··· Source records ···
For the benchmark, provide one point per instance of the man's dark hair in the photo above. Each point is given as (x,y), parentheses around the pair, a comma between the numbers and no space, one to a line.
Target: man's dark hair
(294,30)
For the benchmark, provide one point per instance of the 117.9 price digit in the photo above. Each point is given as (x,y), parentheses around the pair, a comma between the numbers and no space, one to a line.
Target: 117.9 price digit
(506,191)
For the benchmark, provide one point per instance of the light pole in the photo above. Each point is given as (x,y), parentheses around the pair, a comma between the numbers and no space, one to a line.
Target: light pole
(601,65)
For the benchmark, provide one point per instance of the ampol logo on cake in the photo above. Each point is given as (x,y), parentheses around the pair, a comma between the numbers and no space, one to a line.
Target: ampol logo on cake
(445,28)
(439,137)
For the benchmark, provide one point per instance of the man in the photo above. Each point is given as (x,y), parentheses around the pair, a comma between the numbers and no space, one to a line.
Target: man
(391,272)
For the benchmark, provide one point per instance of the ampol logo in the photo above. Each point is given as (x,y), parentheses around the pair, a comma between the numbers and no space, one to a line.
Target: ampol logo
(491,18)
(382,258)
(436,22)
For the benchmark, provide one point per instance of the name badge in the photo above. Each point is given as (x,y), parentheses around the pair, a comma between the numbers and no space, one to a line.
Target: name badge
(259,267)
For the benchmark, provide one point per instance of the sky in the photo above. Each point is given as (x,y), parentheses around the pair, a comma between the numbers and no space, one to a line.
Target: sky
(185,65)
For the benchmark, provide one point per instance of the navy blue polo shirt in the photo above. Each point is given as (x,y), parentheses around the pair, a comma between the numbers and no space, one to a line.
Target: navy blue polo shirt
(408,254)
···
··· Source records ···
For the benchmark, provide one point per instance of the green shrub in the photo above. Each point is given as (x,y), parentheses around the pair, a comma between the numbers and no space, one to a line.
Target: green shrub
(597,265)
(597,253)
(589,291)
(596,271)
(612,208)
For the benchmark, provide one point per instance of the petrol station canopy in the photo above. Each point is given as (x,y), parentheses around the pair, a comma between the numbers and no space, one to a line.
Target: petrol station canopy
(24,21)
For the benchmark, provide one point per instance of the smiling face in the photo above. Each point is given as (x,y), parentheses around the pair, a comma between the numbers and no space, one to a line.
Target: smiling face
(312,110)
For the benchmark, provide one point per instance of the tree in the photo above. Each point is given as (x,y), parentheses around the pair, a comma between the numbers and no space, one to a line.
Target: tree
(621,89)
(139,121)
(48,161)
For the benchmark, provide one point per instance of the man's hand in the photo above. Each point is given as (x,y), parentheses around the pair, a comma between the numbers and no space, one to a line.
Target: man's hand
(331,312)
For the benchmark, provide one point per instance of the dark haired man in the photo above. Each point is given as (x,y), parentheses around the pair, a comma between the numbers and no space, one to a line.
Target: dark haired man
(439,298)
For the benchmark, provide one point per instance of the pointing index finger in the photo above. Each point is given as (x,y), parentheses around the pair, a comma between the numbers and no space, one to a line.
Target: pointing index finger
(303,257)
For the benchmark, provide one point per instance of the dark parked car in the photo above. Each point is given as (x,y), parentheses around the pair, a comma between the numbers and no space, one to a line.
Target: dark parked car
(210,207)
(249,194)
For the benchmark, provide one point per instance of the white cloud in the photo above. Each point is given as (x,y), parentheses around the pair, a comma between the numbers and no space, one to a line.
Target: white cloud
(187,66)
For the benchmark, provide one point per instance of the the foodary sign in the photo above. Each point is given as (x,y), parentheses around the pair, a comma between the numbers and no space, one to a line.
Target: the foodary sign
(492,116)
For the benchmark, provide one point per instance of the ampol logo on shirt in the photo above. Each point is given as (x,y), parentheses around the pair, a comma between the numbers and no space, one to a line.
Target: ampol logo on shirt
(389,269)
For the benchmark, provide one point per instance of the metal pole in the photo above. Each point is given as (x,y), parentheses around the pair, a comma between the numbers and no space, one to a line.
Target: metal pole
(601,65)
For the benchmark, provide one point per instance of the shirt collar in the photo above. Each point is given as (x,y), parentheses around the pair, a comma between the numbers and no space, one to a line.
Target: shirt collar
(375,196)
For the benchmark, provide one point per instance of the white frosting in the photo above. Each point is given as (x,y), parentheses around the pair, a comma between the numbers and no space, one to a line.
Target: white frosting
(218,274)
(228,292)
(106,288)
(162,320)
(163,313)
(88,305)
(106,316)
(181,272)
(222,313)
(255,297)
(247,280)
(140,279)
···
Aim
Find each line of the material that contains the word "name", matching uppercase and lowercase exactly, and copy those lines.

Right answer
For the benchmark, provide one point per instance of the name badge in the photo above. Each point is given as (x,y), parentheses around the pair, a comma between the numbers and no space, one to a line.
Target: name badge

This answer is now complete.